BUTTE COUNTY, Calif. - The impacts of a state-wide unemployment fraud scheme are being felt here at home.
Twelve inmates from the Butte County Jail and three people who helped from the outside are facing charges for unemployment fraud.
District Attorney Mike Ramsey said they are looking into other potential cases.
“We started seeing inmate's accounts at the jail getting fatter and money flowing in, investigators looked at what was going on and started talking to people and started unrolling the layers of this fraudulent onion. One case led to two that led to eight, that led to 30, so it was quite the job,” said Ramsey.
Investigators said the inmates in question were applying for unemployment benefits. With help from outside accomplices, they scammed a total of around $370,000.
Sheriff Kory Honea’s said they've dealt with fraudulent activity within the jail before but never anything to this magnitude.

====

» **Exercises to complete**:
1 – Reproduce the part of the jail fraud report from "District Attorney Mike" to "of around $370,000.".
2 – According to the jail fraud report, about how much money did the inmates and their outside accomplices scam in total?
3 – Extend the jail fraud report, beginning after its final sentence.
The items after this point are separate from the jail fraud report.

Saved entries:
====

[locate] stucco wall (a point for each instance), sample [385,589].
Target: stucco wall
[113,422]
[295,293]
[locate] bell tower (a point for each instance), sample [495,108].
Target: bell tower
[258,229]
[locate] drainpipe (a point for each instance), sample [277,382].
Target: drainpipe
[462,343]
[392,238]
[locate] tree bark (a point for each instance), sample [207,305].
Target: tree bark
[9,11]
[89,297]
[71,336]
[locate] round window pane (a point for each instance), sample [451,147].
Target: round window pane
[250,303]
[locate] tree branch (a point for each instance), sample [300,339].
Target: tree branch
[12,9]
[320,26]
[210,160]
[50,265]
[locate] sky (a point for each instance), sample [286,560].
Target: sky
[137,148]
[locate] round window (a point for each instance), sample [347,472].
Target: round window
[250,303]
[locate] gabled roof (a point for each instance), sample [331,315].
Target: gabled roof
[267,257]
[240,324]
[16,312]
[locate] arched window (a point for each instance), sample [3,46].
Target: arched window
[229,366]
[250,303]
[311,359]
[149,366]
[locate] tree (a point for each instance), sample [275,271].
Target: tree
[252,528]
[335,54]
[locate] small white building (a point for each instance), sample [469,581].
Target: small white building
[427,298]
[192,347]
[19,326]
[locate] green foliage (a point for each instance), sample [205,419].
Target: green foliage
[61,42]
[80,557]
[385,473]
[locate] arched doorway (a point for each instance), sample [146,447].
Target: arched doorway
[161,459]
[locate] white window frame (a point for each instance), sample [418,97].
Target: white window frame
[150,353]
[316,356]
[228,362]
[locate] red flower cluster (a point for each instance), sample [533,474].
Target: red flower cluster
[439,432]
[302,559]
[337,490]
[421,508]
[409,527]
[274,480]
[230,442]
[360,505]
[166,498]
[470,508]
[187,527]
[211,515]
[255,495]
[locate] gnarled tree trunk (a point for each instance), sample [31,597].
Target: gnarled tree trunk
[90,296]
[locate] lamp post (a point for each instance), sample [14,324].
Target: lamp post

====

» **Responses to the exercise**:
1 –
District Attorney Mike Ramsey said they are looking into other potential cases.
“We started seeing inmate's accounts at the jail getting fatter and money flowing in, investigators looked at what was going on and started talking to people and started unrolling the layers of this fraudulent onion. One case led to two that led to eight, that led to 30, so it was quite the job,” said Ramsey.
Investigators said the inmates in question were applying for unemployment benefits. With help from outside accomplices, they scammed a total of around $370,000.

2 – Around $370,000.

3 –
“Certainly there have been fraudulent transactions in the past we have caught but nothing to this scale and I think that speaks to the unprecedented nature of the COVID-19 pandemic and response by the government unfortunately there wasn't a system of checks and balances in place at the state level to prevent people who were incarcerated from receiving these funds it’s too bad but with the good investigative work I think we can bring these people to justice,” said Honea.
Investigators said some used their own names to apply for benefits, others used other people's ID's. Now, deputies are urging people to monitor their bank account information and report any unusual mail from EDD.
Investigators said many of the inmates who are facing charges for unemployment fraud were communicating with each other inside the jail.
D.A. Mike Ramsey said this was able to happen because the EDD system in California did not have a cross-referencing system to verify if those who were applying were in jail or not.